• [Task objective]: Repeat word for word everything from the line containing "Category: dark foreground silhouette" to the end of the listing, first and last lines included, and only that.

[[ Data for this task open ]]

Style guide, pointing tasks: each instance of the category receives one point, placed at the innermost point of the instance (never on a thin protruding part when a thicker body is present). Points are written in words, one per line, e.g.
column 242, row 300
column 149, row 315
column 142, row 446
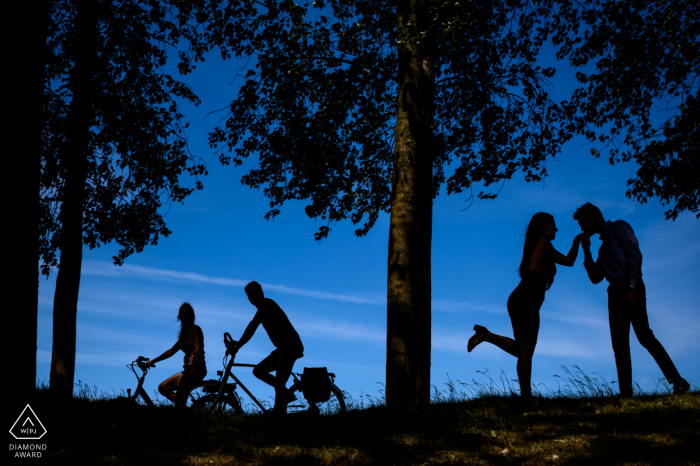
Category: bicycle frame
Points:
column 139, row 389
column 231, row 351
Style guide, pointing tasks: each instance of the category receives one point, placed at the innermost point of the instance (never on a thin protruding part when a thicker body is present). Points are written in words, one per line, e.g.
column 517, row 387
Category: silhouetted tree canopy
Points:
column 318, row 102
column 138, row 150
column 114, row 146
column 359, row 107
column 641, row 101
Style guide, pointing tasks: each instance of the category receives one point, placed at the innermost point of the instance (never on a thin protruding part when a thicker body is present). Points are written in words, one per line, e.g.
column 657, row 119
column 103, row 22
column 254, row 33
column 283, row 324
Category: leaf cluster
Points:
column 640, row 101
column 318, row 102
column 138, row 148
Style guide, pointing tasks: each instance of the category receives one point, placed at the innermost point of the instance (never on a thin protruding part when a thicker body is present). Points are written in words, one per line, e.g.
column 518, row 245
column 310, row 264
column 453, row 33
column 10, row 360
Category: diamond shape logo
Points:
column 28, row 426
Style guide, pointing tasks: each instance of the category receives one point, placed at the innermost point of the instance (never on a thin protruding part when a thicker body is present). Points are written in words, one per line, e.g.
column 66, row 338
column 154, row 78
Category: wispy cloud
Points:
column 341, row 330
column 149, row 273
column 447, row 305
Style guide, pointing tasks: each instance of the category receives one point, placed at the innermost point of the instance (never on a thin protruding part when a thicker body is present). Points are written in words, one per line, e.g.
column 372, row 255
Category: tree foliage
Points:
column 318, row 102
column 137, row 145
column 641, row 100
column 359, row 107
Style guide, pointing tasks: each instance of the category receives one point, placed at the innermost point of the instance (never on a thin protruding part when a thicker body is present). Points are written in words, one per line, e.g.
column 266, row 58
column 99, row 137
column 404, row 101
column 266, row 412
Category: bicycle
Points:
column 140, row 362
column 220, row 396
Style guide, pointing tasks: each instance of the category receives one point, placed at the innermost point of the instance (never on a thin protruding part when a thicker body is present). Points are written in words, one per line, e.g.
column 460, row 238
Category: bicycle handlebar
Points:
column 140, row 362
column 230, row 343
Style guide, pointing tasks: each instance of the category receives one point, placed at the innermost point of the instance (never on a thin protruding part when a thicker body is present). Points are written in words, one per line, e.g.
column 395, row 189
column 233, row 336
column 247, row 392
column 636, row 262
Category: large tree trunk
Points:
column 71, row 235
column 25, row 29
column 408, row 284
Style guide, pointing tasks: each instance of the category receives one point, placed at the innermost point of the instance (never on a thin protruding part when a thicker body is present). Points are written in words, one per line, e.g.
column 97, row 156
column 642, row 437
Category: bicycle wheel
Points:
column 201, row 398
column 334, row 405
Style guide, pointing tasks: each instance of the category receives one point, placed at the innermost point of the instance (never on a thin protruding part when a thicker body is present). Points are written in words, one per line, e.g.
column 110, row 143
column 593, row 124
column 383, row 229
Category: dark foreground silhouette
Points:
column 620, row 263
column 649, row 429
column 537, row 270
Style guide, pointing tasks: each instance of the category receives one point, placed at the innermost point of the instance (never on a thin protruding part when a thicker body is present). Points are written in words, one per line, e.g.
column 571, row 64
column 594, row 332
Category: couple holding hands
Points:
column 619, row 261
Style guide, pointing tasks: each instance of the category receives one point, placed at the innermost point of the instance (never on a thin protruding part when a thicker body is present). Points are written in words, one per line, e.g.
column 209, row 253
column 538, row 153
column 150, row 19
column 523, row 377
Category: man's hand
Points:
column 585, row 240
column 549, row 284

[[ Data for this task closed ]]

• [Task response]:
Category: dark foreground silhouette
Points:
column 620, row 263
column 649, row 429
column 537, row 270
Style guide, pointing tasks: each instance of the category receives one point, placed at the innermost point of the instance (never on a thin protruding part when a thicker body is present). Points are written in words, one per line, e.g.
column 571, row 64
column 594, row 332
Category: couple holding hands
Points:
column 619, row 261
Style guide, pointing tasks: each instance of the category receives one point, placed at the innermost point of the instance (never on a thin protruding part when a thicker body is present). Points are written in words, one per line, e.g.
column 209, row 253
column 538, row 153
column 150, row 19
column 523, row 377
Category: man's hand
Points:
column 585, row 240
column 549, row 284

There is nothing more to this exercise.